━━ Extrait fourni

Pendant que nous prenions nos ébats à la cour de Barthélémy I, le temps était devenu aussi maussade que la figure d’un ministre en train de remettre son portefeuille. Un rideau de brume courait sur la mer. Nous nous embarquâmes avant qu’il eût eu le temps de nous masquer le Napoléon III, et bientôt nous dormions tranquillement sur nos ancres, bercés au bruit des rafales qui s’engouffraient le long des îlots mornes et déserts qui bouchent l’entrée de la baie.

À quelques encablures était mouillée une goëlette américaine, arrivée de la veille. La tempête l’avait forcée à venir chercher un refuge aux Sept-Îles, et dans le courant de l’après-midi, une embarcation se détacha de son arrière et se dirigea vers notre steamer. Elle était montée par le capitaine Johnson et cinq matelots américains, au nez en poinçon à la tête osseuse et énergique, aux épaules athlétiques et à la chique monstrueuse. Partis de Gloucester depuis deux mois, ils faisaient la pêche au flétan, et trente mille livres de cet excellent poisson étaient déjà entassées dans la cale de leur bâtiment. L’équipage de ces goëletons de pêche est payé à la part : en moyenne, chaque homme gagne ainsi de cinquante à soixante piastres par mois, et cela pendant toute l’année, car pour eux la morte-saison n’existe pas, puisque l’hiver ils s’en vont prendre la morue sur les bancs de Terreneuve. En quatre jours, l’année précédente, notre hôte avait eu la chance d’emmagasiner à son bord 32,000 livres de ce dernier poisson.

━━━━

# Actions à mener
1. Modifiez le passage de l'extrait fourni allant de "Pendant que nous" jusqu'à "de la baie." en y remplaçant "brume" par "brouillard".
2. D'après l'extrait fourni, de quelle ville le capitaine Johnson et ses matelots étaient-ils partis ?
3. Relevez tous les traits que l'extrait fourni attribue aux hommes qui montaient l'embarcation venue de la goélette américaine.
Les enregistrements ne sont pas nécessaires pour ce travail.

━━ Enregistrements

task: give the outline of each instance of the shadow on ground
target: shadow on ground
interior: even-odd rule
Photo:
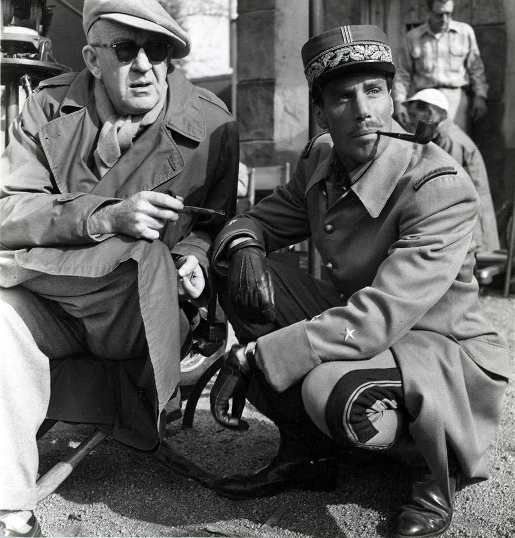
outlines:
[[[514,349],[513,300],[482,299],[493,324]],[[251,427],[232,433],[214,422],[206,392],[193,429],[174,423],[168,436],[186,457],[222,475],[265,464],[278,444],[273,425],[251,407]],[[40,469],[64,457],[90,427],[59,424],[39,442]],[[491,447],[490,480],[456,495],[456,511],[446,538],[515,536],[515,390],[504,402],[498,438]],[[367,452],[342,455],[337,489],[295,490],[274,497],[232,501],[174,474],[147,455],[111,440],[104,441],[38,507],[45,535],[83,536],[214,536],[263,538],[384,538],[389,535],[407,486],[402,465]],[[275,524],[270,519],[275,518]],[[231,535],[230,533],[234,533]]]

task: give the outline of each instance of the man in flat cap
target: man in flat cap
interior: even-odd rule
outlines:
[[[511,372],[478,302],[477,195],[435,144],[378,132],[403,132],[391,118],[395,68],[378,27],[334,29],[302,55],[328,132],[213,247],[240,345],[211,390],[211,411],[245,429],[246,395],[277,424],[280,444],[265,467],[216,488],[234,499],[272,495],[308,471],[312,482],[314,470],[334,471],[342,448],[377,451],[412,464],[396,536],[437,536],[450,524],[458,477],[488,476]],[[308,237],[326,280],[265,257]]]
[[[236,202],[233,118],[172,63],[186,33],[157,0],[86,0],[83,16],[86,68],[39,84],[2,158],[2,535],[40,532],[45,416],[157,449],[186,312],[211,293],[225,218],[205,210]]]
[[[474,182],[479,197],[479,208],[474,226],[474,239],[477,252],[488,252],[500,248],[497,223],[486,167],[479,148],[471,138],[448,117],[449,101],[434,88],[418,91],[404,103],[412,126],[419,121],[431,122],[435,128],[433,141],[445,150],[465,169]]]

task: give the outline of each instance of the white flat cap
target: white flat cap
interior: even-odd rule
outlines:
[[[425,90],[420,90],[404,102],[409,103],[414,101],[424,101],[425,103],[434,104],[435,107],[443,109],[446,112],[449,111],[449,101],[447,101],[447,98],[440,90],[437,90],[435,88],[428,88]]]

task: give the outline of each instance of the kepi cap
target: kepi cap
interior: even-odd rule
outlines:
[[[359,70],[395,74],[386,34],[372,24],[338,26],[315,36],[304,44],[302,56],[310,88]]]
[[[187,33],[157,0],[85,0],[82,27],[87,36],[98,19],[166,36],[173,45],[173,58],[184,58],[189,53]]]
[[[404,101],[404,103],[405,104],[414,101],[424,101],[429,104],[434,104],[435,107],[445,110],[446,112],[449,111],[449,101],[447,98],[440,90],[437,90],[435,88],[427,88],[425,90],[420,90]]]

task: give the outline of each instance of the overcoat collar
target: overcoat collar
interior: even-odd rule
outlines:
[[[166,77],[168,99],[164,117],[166,126],[196,142],[204,140],[206,119],[195,87],[177,69]],[[72,83],[61,105],[61,114],[84,108],[93,101],[93,75],[87,69]]]
[[[392,122],[392,131],[404,132],[396,122]],[[306,187],[306,194],[316,183],[327,179],[331,174],[331,162],[334,147],[317,166]],[[351,172],[351,189],[365,206],[370,216],[375,218],[380,214],[399,180],[404,174],[411,158],[411,143],[391,138],[386,148],[370,165],[360,165]]]

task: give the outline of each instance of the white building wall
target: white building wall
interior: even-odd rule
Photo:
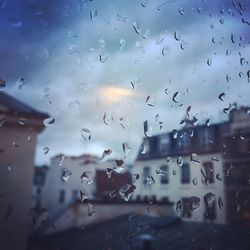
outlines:
[[[217,158],[218,161],[212,161],[211,157]],[[214,222],[224,224],[226,222],[225,207],[222,209],[218,206],[219,197],[222,198],[225,204],[225,193],[224,193],[224,177],[223,177],[223,162],[221,154],[206,154],[199,155],[200,163],[193,163],[190,160],[190,156],[183,157],[183,162],[189,164],[190,166],[190,183],[181,183],[181,166],[177,165],[177,158],[172,158],[170,163],[166,162],[166,159],[159,160],[146,160],[146,161],[136,161],[132,169],[133,174],[139,174],[140,178],[136,181],[136,190],[133,194],[132,199],[136,200],[138,196],[144,198],[145,196],[152,197],[155,196],[158,201],[164,197],[168,197],[171,202],[176,202],[182,200],[182,198],[190,198],[191,196],[199,197],[201,202],[199,209],[197,211],[192,211],[191,218],[183,218],[186,221],[197,221],[203,222],[204,213],[206,205],[204,202],[204,196],[211,192],[216,195],[216,218]],[[201,168],[204,162],[212,162],[214,168],[214,183],[204,185],[202,183],[202,173]],[[156,170],[161,165],[169,166],[169,183],[161,184],[161,177],[156,174]],[[151,186],[151,189],[147,189],[143,183],[143,168],[149,166],[151,168],[151,175],[155,180],[155,184]],[[222,177],[222,181],[216,178],[219,174]],[[197,179],[197,185],[193,184],[193,179]],[[181,216],[180,212],[176,212],[177,216]]]

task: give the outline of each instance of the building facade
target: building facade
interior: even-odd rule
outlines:
[[[47,117],[0,92],[0,234],[5,249],[26,249],[36,140]]]
[[[195,126],[187,120],[179,131],[145,137],[132,170],[133,176],[139,176],[132,199],[174,202],[176,215],[186,221],[220,224],[229,221],[232,196],[238,187],[232,187],[227,177],[228,160],[242,161],[232,152],[225,154],[224,142],[228,137],[233,140],[235,127],[249,131],[246,110],[231,110],[225,123]],[[244,121],[239,122],[242,112]],[[249,158],[245,162],[249,165]],[[237,166],[234,169],[244,175]],[[229,195],[230,188],[234,190],[233,195]],[[249,195],[248,190],[246,193]]]

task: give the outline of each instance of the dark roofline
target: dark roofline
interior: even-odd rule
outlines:
[[[2,91],[0,91],[0,104],[8,109],[7,112],[3,112],[6,115],[27,115],[41,120],[49,117],[47,113],[39,112]]]

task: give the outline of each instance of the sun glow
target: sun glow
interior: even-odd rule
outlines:
[[[121,87],[104,87],[102,88],[101,93],[109,102],[118,102],[124,97],[133,95],[133,92]]]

━━━━

# Réponses
1.
Pendant que nous prenions nos ébats à la cour de Barthélémy I, le temps était devenu aussi maussade que la figure d’un ministre en train de remettre son portefeuille. Un rideau de brouillard courait sur la mer. Nous nous embarquâmes avant qu’il eût eu le temps de nous masquer le Napoléon III, et bientôt nous dormions tranquillement sur nos ancres, bercés au bruit des rafales qui s’engouffraient le long des îlots mornes et déserts qui bouchent l’entrée de la baie.

2. Ils étaient partis de Gloucester.

3.
- le nez en poinçon
- la tête osseuse et énergique
- les épaules athlétiques
- la chique monstrueuse